Selected passage:

Can an eigenvector contain free variables? I have the matrix $$B=\begin{pmatrix}-6&4&-17\\0&-3&-4\\0&2&3\\\end{pmatrix}$$ which I found to have eigenvalues $\lambda_1=-6, \lambda_2=-1, \lambda_3=1$.
When attempting to find the eigenvectors for $\lambda_2$ and $\lambda_3$ I found the solution to contain free variables and I was unsure whether an eigenvector can contain free variables or not.
Thanks.
 A: Notice that if $v$ is an eigenvector, then for any non-zero number $t$, $t\cdot v$ is also an eigenvector.
If this is the free variable that you refer to, then yes.
Edit:
In general, if $v_i\neq 0$ satisfies $Av_i = \lambda v_i$, then $$A\left( \sum_{i=1}^k \alpha_i v_i\right) = \lambda \left( \sum_{i=1}^k \alpha_i v_i\right)$$
That is if $ \sum_{i=1}^k \alpha_i v_i \ne 0$, then it is an eigenvector with respect to the same eigenvalue.
A: There seems to be some confusion regarding the terminology.
Recall that, given a matrix $A$, an eigenvector is a non-zero vector $v$ such that $Av = \lambda v$ for some number $\lambda$, the corresponding eigenvalue.
Hence, an eigenvector is, fundamentally, nothing but an ordinary vector -- it might be $(1, 4, -2)$ or $(1, 0, 0)$ or $(0, 1, -1)$. Hence, a given eigenvector doesn't "contain" anything but its coordinates, which are numbers.
However, given an eigenvalue, there are always infinitely many eigenvectors corresponding to that eigenvalue. Indeed, if $v$ is an eigenvector associated with the eigenvalue $\lambda$, then so is $t v$ for every non-zero value of $t$. This is easy to prove (and a proof is given in Wizact's answer).

Collected data:

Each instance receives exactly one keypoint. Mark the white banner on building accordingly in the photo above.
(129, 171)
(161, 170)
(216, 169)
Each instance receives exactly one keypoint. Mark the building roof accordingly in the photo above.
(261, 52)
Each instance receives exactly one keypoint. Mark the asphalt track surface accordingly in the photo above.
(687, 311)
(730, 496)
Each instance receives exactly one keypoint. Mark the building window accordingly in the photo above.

* * *

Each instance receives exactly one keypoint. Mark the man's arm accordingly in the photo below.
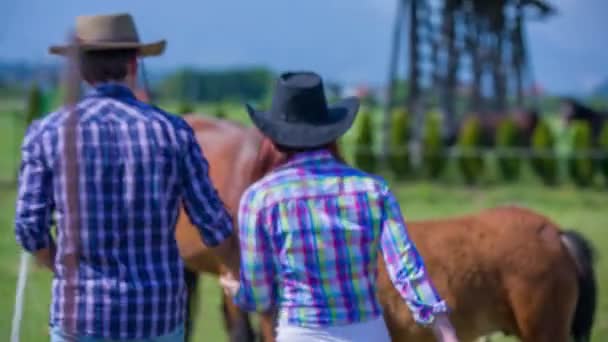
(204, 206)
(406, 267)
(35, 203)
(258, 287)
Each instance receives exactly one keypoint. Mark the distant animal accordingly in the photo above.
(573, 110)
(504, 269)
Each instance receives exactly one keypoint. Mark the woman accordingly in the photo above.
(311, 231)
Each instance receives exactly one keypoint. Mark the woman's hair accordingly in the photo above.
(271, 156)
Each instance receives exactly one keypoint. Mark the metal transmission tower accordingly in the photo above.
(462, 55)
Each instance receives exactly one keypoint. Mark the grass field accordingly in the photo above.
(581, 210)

Parts of the exercise:
a: In the eigenvector thread, what eigenvalues did the asker find for matrix B?
b: State whether each statement agrees with the eigenvector thread. Answer yes or no for each, and quote the words from the thread that settle it. (i) The second answer says that there are always infinitely many eigenvectors for a given eigenvalue. (ii) The asker ran into free variables while solving for the eigenvector of the eigenvalue −6. (iii) The first answer says that t·v is an eigenvector for every number t, zero included.
c: Proceed with the eigenvector thread, starting right after its last sentence.

Results:
a: The asker found the eigenvalues −6, −1 and 1.

b:
(i) Yes: "given an eigenvalue, there are always infinitely many eigenvectors corresponding to that eigenvalue."
(ii) No: "When attempting to find the eigenvectors for $\lambda_2$ and $\lambda_3$ I found the solution to contain free variables"
(iii) No: "for any non-zero number $t$, $t\cdot v$ is also an eigenvector."

c:
In general, the set of all eigenvectors corresponding to a given eigenvalue, together with the zero vector, is called the eigenspace of that eigenvalue. This is a vector space itself. It might be one-dimensional, or it might be of any higher dimension.
For instance, consider the matrix
$$A=\begin{pmatrix}1&0&0\\0&1&0\\0&0&0\\\end{pmatrix}.$$
This corresponds to a linear transformation $\mathbf{R}^3 \to \mathbf{R}^3$ which is particularly easy to visualise: it is orthogonal projection onto the $xy$ plane. So each vector in $\mathbf{R}^3$ is mapped to its shadow on the $xy$ plane when illuminated from above or below (put informally):

Geometrically, it is clear that each vector already in the $xy$ plane, that is, each vector of the form $(x, y, 0)$, is mapped to itself. Hence, every such vector besides the zero vector is an eigenvector corresponding to the eigenvalue $1$. Also, no other vector is mapped to itself.
It is also clear that each vector on the $z$ axis, that is, each vector of the form $(0, 0, z)$, is mapped to the zero vector. Thus, each non-zero such vector is an eigenvector with eigenvalue $0$. Also, no other vector is mapped to the zero vector.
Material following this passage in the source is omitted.